Sarà per questo che il romanzo inedito, e postumo, del grande amico di Franz Kafka , quello che si era adoperato per trovare una sistemazione al collega praghese malato di tubercolosi negli ultimi, dolorosi, giorni di vita, assomiglia così tanto ai capisaldi della narrativa di genere distopico. La stella degli uomini futuri odora di fantascienza classica e di Commedia dantesca, in un intreccio che mischia i piani temporali fino all’anno 100.000 d.C.
Così questo viaggiatore fantasma che ha sulle spalle tutta la paura delle V2, dell’uso del gas letale, degli U-Boat e delle rappresaglie naziste ha più di un tratto in comune con l’uomo immortale, Cabal, il protagonista di "The Shape of Things to Come" di H. G. Wells, dal quale è stato tratto il film "La vita futura" di William Cameron Menzies nel 1936, ma inedito in Italia fino agli inizi degli Anni ’60. Il film curato e voluto da Wells si concludeva in un futuro incolore e senza malattie, dove le passioni e la noia erano state sconfitte. «Cosa ci ha portato questo progresso? Macchine meravigliose hanno costruito queste meravigliose città. Hanno prolungato la vita. Hanno conquistato la natura e costruito un mondo pulito. Ma questo mondo è migliore di quello di prima? Quando la vita era breve, ma calda e felice?».

(Descrizioni di regioni in linguaggio naturale)
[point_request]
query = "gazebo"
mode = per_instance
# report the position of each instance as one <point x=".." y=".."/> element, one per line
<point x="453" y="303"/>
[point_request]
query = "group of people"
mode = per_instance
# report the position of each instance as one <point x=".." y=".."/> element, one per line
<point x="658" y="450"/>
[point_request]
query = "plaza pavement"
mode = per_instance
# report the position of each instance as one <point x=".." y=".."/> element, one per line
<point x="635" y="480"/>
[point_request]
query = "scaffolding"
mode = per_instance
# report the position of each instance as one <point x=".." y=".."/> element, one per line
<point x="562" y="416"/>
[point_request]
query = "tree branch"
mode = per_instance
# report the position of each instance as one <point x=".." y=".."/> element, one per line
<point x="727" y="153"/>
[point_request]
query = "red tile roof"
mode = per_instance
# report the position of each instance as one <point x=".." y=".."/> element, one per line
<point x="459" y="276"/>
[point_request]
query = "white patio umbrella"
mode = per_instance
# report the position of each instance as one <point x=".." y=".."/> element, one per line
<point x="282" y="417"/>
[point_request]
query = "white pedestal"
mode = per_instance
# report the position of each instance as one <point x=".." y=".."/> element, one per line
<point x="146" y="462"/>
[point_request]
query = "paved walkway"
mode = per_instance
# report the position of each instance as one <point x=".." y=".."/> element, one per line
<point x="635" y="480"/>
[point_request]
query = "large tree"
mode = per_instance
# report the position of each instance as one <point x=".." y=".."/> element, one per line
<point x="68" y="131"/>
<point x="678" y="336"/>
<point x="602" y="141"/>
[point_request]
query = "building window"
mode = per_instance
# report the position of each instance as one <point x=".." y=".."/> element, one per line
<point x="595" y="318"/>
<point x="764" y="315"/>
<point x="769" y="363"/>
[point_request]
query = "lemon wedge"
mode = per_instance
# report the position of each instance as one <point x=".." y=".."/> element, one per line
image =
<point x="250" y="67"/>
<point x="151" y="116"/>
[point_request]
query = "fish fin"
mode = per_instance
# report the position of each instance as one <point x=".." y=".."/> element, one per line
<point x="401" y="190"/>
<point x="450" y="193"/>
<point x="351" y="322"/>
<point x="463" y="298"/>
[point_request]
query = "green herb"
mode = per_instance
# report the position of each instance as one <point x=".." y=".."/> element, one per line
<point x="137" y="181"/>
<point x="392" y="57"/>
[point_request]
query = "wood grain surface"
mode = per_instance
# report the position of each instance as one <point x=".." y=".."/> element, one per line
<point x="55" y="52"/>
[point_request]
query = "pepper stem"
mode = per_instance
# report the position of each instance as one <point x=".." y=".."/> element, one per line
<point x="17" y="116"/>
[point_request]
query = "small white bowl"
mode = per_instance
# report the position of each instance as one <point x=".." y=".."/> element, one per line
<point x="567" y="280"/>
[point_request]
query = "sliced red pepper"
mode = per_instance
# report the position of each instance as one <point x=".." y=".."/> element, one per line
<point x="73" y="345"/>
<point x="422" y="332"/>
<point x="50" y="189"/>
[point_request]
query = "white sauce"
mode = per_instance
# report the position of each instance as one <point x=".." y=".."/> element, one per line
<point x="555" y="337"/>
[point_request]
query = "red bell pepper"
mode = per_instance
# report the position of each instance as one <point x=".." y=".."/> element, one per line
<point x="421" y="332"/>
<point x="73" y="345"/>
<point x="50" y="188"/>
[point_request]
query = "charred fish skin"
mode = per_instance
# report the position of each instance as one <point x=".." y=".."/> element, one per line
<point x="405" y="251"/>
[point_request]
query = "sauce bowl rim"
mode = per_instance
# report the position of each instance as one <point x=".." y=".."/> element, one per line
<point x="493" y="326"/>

(Voce di compito) Riporta parola per parola il passo del testo selezionato che parte da "Sarà per questo" e prosegue fino a "all’anno 100.000 d.C.".

(Esito dell'esercizio)
Sarà per questo che il romanzo inedito, e postumo, del grande amico di Franz Kafka , quello che si era adoperato per trovare una sistemazione al collega praghese malato di tubercolosi negli ultimi, dolorosi, giorni di vita, assomiglia così tanto ai capisaldi della narrativa di genere distopico. La stella degli uomini futuri odora di fantascienza classica e di Commedia dantesca, in un intreccio che mischia i piani temporali fino all’anno 100.000 d.C.